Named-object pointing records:

╔══

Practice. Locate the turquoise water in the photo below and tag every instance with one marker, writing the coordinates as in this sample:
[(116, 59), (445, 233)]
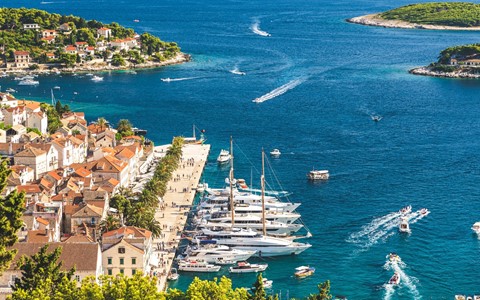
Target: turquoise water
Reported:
[(424, 151)]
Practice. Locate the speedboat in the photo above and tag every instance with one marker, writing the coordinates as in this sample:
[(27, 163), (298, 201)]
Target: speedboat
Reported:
[(173, 275), (318, 175), (275, 153), (395, 279), (424, 212), (304, 271), (245, 267), (97, 78), (29, 82), (394, 258), (476, 228), (407, 209), (197, 266), (224, 156), (404, 226)]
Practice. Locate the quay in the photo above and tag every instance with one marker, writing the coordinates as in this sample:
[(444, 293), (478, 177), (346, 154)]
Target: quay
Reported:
[(173, 211)]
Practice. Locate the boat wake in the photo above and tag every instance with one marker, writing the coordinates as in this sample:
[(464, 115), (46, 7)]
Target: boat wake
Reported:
[(279, 91), (256, 29)]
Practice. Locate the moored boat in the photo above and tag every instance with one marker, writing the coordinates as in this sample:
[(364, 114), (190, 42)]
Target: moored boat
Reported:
[(304, 271), (245, 267), (318, 175)]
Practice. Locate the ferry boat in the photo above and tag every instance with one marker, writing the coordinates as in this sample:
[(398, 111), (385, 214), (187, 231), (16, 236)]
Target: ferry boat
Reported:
[(197, 266), (318, 175), (404, 226), (304, 271), (275, 153), (245, 267), (224, 156)]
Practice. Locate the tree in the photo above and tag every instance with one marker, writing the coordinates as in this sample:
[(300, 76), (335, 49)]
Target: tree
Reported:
[(41, 275), (323, 292), (11, 209)]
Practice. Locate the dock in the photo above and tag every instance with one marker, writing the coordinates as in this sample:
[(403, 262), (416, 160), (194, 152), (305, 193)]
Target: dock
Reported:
[(173, 210)]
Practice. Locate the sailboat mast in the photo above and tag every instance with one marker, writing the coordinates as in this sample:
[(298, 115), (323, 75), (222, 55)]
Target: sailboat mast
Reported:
[(232, 207), (262, 183)]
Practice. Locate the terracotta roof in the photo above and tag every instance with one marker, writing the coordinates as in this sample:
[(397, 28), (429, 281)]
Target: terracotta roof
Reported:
[(82, 256)]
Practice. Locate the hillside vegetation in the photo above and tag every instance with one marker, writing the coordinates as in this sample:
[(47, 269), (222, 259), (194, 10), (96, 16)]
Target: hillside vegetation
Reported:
[(462, 14)]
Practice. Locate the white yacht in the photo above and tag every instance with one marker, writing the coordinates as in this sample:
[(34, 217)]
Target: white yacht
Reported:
[(29, 82), (197, 266), (275, 153), (211, 253), (224, 156), (265, 246), (318, 175), (404, 226)]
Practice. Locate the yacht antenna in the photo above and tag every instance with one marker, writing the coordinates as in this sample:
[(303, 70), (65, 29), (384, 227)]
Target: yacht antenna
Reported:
[(262, 183)]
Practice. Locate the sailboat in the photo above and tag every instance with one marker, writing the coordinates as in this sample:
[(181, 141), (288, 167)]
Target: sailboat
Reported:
[(247, 239)]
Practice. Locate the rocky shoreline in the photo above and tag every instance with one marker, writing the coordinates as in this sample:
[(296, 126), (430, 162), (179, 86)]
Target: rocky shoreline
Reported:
[(426, 71), (376, 20), (100, 66)]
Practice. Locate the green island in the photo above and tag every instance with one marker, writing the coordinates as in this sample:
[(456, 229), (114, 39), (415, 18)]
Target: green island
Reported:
[(32, 39), (434, 15)]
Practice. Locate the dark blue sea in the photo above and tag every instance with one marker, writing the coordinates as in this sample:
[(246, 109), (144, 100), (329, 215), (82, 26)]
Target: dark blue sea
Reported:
[(334, 76)]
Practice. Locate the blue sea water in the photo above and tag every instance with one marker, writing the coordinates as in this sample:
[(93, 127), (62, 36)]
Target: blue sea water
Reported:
[(424, 152)]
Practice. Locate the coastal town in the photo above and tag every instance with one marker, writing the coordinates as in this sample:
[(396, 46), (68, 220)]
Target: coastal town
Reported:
[(69, 178)]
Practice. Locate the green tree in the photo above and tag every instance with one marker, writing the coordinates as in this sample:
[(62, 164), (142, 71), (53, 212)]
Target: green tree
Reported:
[(11, 209), (41, 273)]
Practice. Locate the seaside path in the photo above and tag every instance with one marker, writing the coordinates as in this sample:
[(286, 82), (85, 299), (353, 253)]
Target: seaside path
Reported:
[(173, 210)]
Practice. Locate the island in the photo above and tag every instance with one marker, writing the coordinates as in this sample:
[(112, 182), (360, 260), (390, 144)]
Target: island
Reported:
[(38, 41), (435, 16)]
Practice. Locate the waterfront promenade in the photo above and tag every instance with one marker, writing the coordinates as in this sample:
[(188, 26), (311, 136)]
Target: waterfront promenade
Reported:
[(173, 210)]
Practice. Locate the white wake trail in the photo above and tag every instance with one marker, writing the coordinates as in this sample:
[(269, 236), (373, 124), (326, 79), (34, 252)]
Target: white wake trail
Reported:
[(279, 91)]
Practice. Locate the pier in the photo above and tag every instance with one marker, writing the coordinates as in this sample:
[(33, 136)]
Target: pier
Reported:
[(173, 211)]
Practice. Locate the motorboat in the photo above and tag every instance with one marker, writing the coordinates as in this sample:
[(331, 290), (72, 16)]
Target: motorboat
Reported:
[(275, 153), (29, 82), (406, 210), (395, 279), (173, 275), (424, 212), (394, 257), (224, 156), (211, 253), (245, 267), (304, 271), (97, 78), (197, 266), (318, 175), (476, 228), (404, 226)]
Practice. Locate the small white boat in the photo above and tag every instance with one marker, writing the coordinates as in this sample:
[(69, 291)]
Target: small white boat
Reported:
[(406, 210), (404, 226), (395, 279), (197, 266), (245, 267), (318, 175), (29, 82), (476, 228), (394, 258), (275, 153), (97, 78), (304, 271), (224, 156), (173, 275)]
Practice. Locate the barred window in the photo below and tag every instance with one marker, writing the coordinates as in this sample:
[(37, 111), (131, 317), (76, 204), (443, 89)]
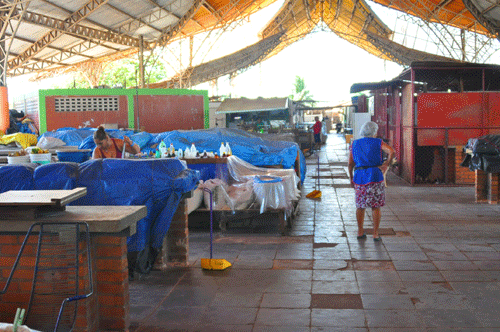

╚══

Please return all of the records above word for word, leaving out the pictures.

▶ [Full response]
Practice. Locate the turquoise water in the photo below and tag every instance with one marker, writing the coordinates as in this sample:
[(116, 59), (445, 233)]
Target: turquoise water
Reported:
[(424, 151)]
Practice. Locate the speedboat in the photo above and tag every instance with one marker, writing the coordinates as in this sample:
[(27, 163), (298, 201)]
Target: speedboat
Reported:
[(173, 275), (318, 175), (275, 153), (395, 279), (424, 212), (304, 271), (245, 267), (97, 78), (29, 82), (394, 258), (476, 228), (407, 209), (197, 266), (224, 156), (404, 226)]
Practice. Locate the quay in the photo above and tag every instance with one marker, writing the coordinates as in this sample:
[(444, 293), (478, 177), (346, 154)]
Target: quay
Reported:
[(173, 211)]
Practice. Locate the boat wake in the photo above and tag every instance with one marker, writing the coordinates as in this sample:
[(464, 115), (46, 7)]
Target: boat wake
Reported:
[(279, 91), (256, 29)]
Practice. Locate the moored boat in the photo above and tag every instance with one marker, writing the coordinates as in this sample:
[(364, 114), (190, 42)]
Target: moored boat
Reported:
[(304, 271), (245, 267), (318, 175)]
Practice. Locate the ferry boat in the photo above and tag every instance with one marker, writing the coordinates as in this sample:
[(398, 111), (385, 214), (187, 231), (16, 236)]
Target: ferry boat
Reported:
[(197, 266), (318, 175), (404, 226), (304, 271), (275, 153), (245, 267), (224, 156)]
Practice. Locate the tree in the photo above and tag every instance with one marker, writing the coordinates as in this sample:
[(300, 76), (335, 49)]
Target: tree
Reported:
[(41, 275), (323, 292), (11, 209)]
Practice. Locate the dock in the photo above and tag every instance with one marker, writing the coordinates as in this sample:
[(403, 262), (416, 160), (194, 152), (305, 193)]
Target: dock
Reported:
[(173, 210)]
Practice. Locate the sailboat mast in the photo above and tag every instance with one marker, writing the coordinates as in this sample:
[(298, 115), (323, 75), (222, 55)]
Target: sailboat mast
Reported:
[(232, 207), (262, 183)]
Practice. Locate the terracotta roof in the photo above and tag every instance with one marker, writing the coordinates as in this sample:
[(397, 28), (429, 281)]
Target: terracotta roof
Reported:
[(82, 256)]
Practice. Locate the hillside vegetation in the photo above and tag every instance with one marker, writing the coordinates as in this sample:
[(47, 269), (222, 259), (194, 10), (96, 16)]
Target: hillside vegetation
Reported:
[(462, 14)]
Practice. Locate the white yacht in the photo above and tag every instance with one marker, writing the coordinates as in this sample:
[(34, 217)]
Target: white yacht
Reported:
[(29, 82), (197, 266), (275, 153), (211, 253), (224, 156), (265, 246), (318, 175), (404, 226)]
Practice. Locate the yacht antenna in the photo above and tag every instance with one marker, writing the coordinates as in this sample:
[(303, 70), (65, 29), (384, 227)]
Target: yacht antenna
Reported:
[(262, 183)]
Practice. Locate the sailboat in the photo above and tag every instance with one marker, writing the coordinates as in this sample:
[(181, 141), (288, 167)]
Target: sailboat
Reported:
[(247, 239)]
Practice. Locate the rocky shoreline in the photo above and tag every instance with one marker, writing the coordinates as in this sample:
[(296, 126), (430, 162), (179, 86)]
Target: rocky shoreline
Reported:
[(426, 71), (376, 20), (100, 66)]
Practice. Locate the green island in the photo above and tag every instance with one marker, writing the coordinates as in this sample:
[(456, 229), (114, 39), (415, 18)]
Target: green island
Reported:
[(32, 39), (434, 15)]
Practice. Locate the dark blue sea in the photo above and tag every instance with one marker, writing the coordinates as in this sample:
[(246, 109), (144, 100), (329, 215), (82, 26)]
Target: dark blue sea
Reported:
[(334, 76)]
Practice. Locate the blue sea water in the photo above and tag every instance with one marker, writing the coordinates as in this sample:
[(93, 127), (62, 36)]
Target: blue sea water
Reported:
[(424, 152)]
Practice. Locate the coastal town in the photo above and tag every instance with one marker, writing the coordinates as in this sample:
[(396, 46), (68, 220)]
Target: coastal town
Reported:
[(69, 178)]
Practice. Locate the green tree in the photo above and tag every instance with one marker, writing the coordinates as in this sample:
[(62, 164), (142, 71), (53, 212)]
Target: green tree
Reported:
[(11, 209), (41, 273)]
Practice. Locate the seaside path in the photo above and tag every instance with one marker, writing the coordinates as in this sample:
[(286, 82), (85, 299), (353, 253)]
Target: seaside path
Reported:
[(173, 210)]
Practice. Locate the island in the photo above and tag every instance with one marker, writing the coordinates as in this sample:
[(112, 182), (360, 260), (390, 144)]
Target: island
Reported:
[(38, 41), (435, 16)]
Practice. Locate the waterfront promenade in the photo above and tag every instance with one marker, writing the coordinates as in this sample:
[(188, 26), (311, 136)]
Target: waterfront promenade
Reported:
[(173, 210)]
Practice. Locate the white wake trail in the photo above and tag every instance with one marker, writing the coordinates as in this sample:
[(269, 236), (373, 124), (326, 79), (34, 252)]
Target: white wake trail
Reported:
[(279, 91)]
Practice. Locate the pier in the photo above and tag every instance with one marker, writing the coordinates as in this sample:
[(33, 136)]
Target: pier
Reported:
[(173, 211)]
Practice. Locate the motorboat in the photo above and tag every instance with one marker, writing the coordinates as in this sample:
[(331, 290), (72, 16)]
Target: motorboat
Reported:
[(275, 153), (29, 82), (406, 210), (395, 279), (173, 275), (424, 212), (394, 257), (224, 156), (211, 253), (245, 267), (304, 271), (97, 78), (197, 266), (318, 175), (476, 228), (404, 226)]
Practice. Locate the small white boat in the photo above and tag every instance with one marker, writing the coordinates as in this sample:
[(69, 291)]
Target: small white boat
Reported:
[(406, 210), (404, 226), (395, 279), (197, 266), (245, 267), (318, 175), (29, 82), (476, 228), (394, 258), (275, 153), (97, 78), (304, 271), (224, 156), (173, 275)]
Practice. Locate the barred window in the photo below and tag every instance with one marker, writing the coordinates as in this sample:
[(37, 111), (131, 317), (76, 204), (443, 89)]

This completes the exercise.